Aim of the exercise ->
Whenever a line in this data holds the word "green", report that line in full.

Stored data entries
----
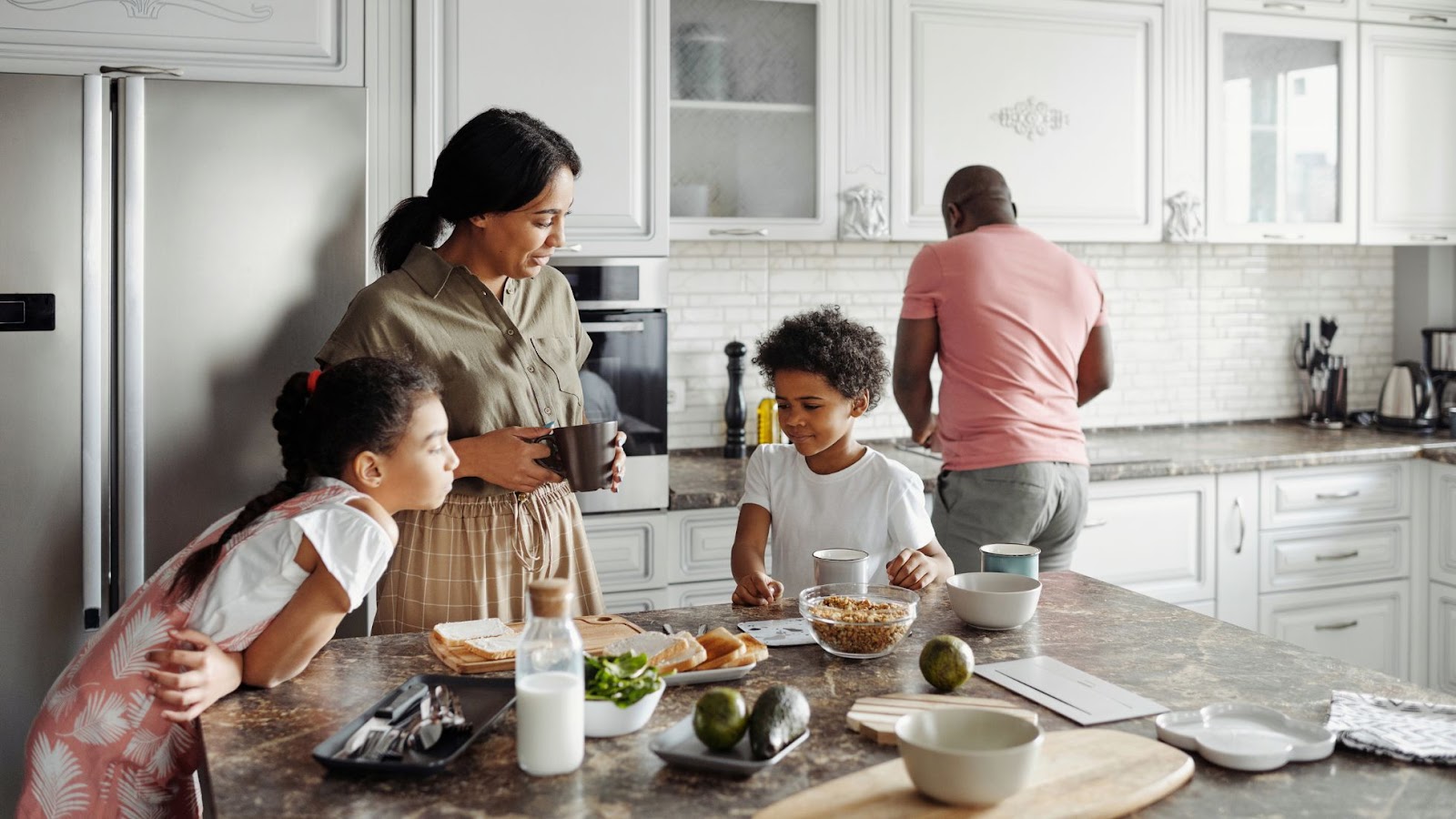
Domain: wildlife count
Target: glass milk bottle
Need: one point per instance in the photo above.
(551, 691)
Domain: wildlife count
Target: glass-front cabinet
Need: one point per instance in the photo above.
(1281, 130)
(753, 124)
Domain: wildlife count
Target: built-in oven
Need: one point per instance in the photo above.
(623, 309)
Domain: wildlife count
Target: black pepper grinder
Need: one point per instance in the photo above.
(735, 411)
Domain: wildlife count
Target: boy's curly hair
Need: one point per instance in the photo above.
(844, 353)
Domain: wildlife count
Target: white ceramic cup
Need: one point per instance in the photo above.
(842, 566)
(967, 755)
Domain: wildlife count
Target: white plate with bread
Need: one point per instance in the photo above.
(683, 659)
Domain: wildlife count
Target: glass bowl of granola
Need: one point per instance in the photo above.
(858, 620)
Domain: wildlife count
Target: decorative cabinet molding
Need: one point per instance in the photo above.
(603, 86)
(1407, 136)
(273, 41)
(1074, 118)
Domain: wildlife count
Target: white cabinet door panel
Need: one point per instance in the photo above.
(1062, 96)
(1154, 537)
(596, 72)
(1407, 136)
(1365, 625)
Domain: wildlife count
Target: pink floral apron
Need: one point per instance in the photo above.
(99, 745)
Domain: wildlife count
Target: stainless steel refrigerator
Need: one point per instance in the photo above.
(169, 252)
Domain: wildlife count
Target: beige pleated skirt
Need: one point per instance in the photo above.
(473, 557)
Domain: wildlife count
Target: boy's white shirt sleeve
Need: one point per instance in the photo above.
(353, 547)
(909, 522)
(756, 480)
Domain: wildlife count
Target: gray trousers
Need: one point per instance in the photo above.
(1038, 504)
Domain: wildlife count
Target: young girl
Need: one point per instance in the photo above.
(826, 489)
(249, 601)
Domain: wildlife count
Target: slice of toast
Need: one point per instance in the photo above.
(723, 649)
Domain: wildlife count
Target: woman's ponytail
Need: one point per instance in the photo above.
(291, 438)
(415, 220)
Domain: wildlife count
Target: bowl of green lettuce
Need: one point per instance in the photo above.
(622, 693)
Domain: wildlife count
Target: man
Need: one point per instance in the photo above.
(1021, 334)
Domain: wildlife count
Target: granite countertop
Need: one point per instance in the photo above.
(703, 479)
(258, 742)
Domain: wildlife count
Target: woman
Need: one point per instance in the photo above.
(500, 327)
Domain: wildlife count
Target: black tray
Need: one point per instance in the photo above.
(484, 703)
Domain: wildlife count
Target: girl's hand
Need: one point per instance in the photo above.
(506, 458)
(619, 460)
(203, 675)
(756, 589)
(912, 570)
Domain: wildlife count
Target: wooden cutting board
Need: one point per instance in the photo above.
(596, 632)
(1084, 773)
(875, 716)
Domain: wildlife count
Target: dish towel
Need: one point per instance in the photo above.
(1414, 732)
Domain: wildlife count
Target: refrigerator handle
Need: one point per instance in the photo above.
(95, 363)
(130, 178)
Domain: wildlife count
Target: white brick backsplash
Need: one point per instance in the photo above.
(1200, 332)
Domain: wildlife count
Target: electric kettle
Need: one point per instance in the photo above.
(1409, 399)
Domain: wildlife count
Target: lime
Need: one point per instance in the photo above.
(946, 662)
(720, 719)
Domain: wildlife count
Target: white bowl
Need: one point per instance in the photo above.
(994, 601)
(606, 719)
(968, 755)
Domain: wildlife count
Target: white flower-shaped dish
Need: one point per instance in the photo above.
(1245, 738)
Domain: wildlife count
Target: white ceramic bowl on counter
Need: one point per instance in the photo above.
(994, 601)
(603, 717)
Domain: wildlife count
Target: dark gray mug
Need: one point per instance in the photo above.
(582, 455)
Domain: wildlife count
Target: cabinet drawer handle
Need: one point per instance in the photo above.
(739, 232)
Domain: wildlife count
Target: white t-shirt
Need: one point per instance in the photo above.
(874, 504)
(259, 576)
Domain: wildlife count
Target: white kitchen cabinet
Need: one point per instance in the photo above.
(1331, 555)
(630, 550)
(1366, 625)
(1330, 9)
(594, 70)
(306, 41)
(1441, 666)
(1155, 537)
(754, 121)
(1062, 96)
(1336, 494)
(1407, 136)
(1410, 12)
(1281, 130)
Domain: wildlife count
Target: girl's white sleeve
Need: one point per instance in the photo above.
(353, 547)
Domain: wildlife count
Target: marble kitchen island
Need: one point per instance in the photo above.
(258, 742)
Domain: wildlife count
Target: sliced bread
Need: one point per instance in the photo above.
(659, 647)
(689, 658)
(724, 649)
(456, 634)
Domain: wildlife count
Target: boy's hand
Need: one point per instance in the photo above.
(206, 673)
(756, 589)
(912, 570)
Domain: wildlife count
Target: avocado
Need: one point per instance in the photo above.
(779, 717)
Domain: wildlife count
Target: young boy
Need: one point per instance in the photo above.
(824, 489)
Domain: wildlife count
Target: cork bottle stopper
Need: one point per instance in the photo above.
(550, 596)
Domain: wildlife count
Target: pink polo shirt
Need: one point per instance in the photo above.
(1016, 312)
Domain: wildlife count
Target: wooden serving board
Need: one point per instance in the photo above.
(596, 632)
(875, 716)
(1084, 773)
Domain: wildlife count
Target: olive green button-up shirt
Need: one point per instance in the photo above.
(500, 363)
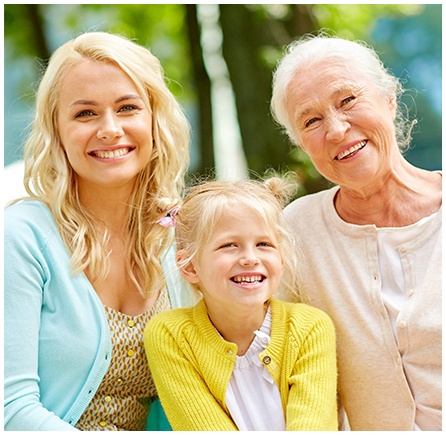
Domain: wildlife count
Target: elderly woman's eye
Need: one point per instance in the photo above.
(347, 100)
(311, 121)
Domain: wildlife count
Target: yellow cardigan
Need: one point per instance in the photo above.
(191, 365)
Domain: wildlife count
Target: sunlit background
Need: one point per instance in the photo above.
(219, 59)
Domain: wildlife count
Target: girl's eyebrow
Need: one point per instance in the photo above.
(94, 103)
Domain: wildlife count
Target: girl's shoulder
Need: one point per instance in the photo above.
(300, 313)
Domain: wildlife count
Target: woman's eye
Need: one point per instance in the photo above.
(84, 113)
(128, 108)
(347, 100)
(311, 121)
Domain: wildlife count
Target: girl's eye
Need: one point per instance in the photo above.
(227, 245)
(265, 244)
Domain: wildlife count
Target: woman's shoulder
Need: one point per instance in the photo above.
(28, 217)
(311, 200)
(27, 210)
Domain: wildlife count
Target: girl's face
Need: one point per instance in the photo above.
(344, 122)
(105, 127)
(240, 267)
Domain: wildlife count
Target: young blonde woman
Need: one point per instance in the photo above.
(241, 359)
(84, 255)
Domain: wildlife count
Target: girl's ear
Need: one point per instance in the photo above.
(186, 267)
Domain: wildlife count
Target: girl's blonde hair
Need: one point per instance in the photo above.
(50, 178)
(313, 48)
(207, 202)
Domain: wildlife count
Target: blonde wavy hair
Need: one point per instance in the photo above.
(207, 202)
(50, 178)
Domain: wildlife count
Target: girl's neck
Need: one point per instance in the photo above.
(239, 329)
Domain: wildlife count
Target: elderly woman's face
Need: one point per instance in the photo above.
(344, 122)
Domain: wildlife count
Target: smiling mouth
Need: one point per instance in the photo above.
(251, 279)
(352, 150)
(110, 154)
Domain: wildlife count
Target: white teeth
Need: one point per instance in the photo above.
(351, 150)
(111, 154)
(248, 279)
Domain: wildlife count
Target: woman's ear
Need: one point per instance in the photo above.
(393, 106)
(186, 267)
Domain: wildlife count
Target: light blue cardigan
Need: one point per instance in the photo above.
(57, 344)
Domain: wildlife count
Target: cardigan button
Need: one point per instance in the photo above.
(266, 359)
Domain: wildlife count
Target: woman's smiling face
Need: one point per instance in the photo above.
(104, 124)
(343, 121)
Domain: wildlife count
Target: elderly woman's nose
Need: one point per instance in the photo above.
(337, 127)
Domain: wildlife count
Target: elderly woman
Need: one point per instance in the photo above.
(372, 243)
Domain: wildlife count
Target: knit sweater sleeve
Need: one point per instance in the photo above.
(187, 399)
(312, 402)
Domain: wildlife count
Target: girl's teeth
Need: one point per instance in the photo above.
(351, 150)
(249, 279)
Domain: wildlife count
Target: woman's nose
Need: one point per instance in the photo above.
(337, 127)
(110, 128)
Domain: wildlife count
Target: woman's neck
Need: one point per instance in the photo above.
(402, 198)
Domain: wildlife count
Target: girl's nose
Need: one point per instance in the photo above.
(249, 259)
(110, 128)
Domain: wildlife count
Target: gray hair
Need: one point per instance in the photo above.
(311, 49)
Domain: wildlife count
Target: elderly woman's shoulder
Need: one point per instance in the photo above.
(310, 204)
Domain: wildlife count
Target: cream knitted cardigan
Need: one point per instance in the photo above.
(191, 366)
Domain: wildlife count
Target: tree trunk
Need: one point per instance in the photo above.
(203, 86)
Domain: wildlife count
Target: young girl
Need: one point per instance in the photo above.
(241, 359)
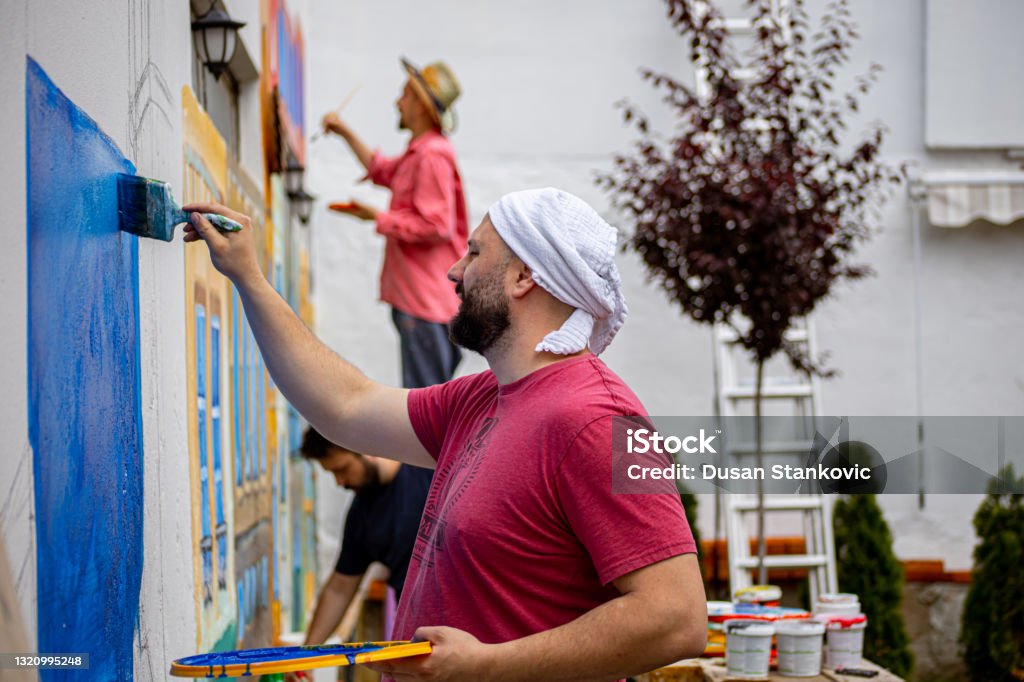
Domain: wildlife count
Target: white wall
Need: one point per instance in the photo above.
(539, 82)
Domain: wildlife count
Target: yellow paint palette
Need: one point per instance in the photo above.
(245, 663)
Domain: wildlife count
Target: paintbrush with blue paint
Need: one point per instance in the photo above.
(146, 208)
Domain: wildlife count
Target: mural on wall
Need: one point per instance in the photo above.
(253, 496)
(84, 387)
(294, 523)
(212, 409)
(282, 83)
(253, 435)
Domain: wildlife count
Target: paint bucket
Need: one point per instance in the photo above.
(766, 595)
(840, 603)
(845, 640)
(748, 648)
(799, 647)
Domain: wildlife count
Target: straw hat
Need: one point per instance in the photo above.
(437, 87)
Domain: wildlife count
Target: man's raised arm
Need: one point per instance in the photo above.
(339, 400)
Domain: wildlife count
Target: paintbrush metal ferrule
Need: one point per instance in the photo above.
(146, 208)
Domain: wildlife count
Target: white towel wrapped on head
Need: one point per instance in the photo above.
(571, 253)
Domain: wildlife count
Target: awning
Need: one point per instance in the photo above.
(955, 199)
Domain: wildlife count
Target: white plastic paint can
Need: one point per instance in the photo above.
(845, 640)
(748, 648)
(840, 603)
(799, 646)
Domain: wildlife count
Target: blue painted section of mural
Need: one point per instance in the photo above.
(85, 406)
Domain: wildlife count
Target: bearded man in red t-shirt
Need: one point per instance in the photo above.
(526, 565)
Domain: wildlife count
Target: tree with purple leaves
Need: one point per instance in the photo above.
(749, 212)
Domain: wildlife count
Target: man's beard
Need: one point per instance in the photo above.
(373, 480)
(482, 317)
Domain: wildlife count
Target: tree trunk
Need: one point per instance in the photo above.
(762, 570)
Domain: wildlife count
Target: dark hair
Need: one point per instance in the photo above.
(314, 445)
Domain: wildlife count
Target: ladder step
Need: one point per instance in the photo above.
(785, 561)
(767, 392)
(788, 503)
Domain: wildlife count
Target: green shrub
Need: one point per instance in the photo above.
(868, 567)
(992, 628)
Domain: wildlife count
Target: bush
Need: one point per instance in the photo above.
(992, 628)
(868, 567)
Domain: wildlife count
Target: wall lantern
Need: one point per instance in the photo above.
----
Completed exercise ->
Target: bowl of green lettuce
Target: olive green button-up shirt
Target: green shrub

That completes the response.